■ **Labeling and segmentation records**
=-=-=-=-=

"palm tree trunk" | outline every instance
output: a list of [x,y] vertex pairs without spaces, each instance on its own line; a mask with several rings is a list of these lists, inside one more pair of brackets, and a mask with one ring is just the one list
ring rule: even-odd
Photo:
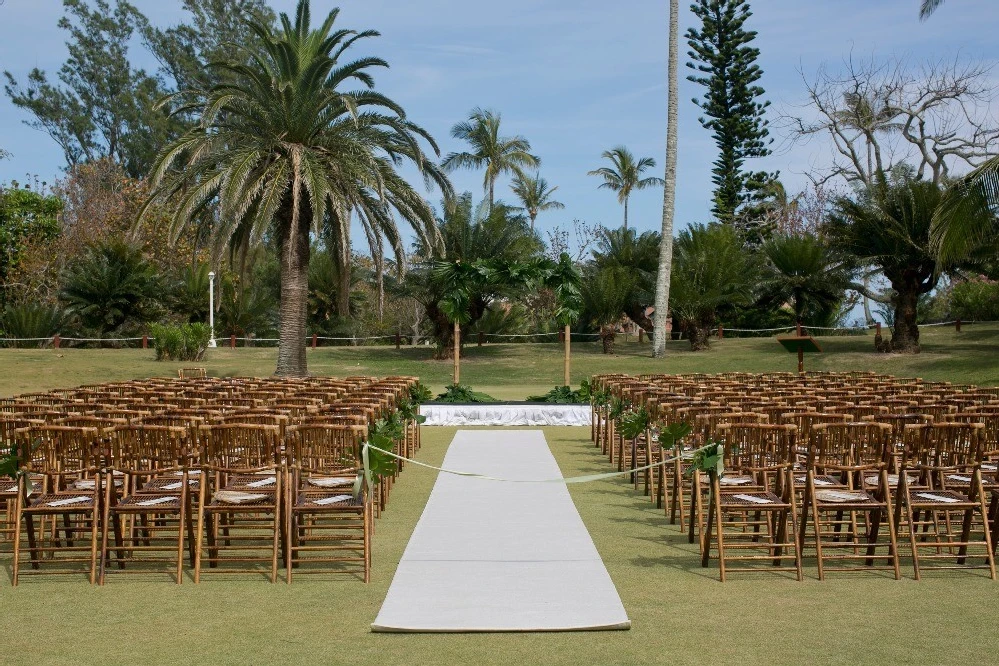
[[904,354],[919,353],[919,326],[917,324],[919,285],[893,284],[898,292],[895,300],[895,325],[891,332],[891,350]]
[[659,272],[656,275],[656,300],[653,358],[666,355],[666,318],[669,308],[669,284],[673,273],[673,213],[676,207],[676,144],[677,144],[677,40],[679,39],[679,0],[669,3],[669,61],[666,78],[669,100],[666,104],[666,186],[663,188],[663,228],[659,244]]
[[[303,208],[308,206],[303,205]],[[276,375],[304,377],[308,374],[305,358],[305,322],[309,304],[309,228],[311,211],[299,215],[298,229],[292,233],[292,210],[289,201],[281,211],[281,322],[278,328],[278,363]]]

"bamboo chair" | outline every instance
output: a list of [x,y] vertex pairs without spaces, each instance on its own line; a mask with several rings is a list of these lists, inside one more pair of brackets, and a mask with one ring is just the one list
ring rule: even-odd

=-=-=-=-=

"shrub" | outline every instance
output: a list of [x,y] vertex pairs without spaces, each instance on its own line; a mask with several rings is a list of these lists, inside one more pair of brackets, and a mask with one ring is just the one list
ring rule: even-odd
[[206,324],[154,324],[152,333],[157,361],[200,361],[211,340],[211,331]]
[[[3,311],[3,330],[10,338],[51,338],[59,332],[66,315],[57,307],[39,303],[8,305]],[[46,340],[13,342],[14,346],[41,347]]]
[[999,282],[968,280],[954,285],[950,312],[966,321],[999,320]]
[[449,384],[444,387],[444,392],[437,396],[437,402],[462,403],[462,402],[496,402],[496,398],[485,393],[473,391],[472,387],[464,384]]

=-=-=-=-=

■ **Set problem**
How many lines in the data contain the word "every"? Reply with the number alone.

■ **Written answer**
3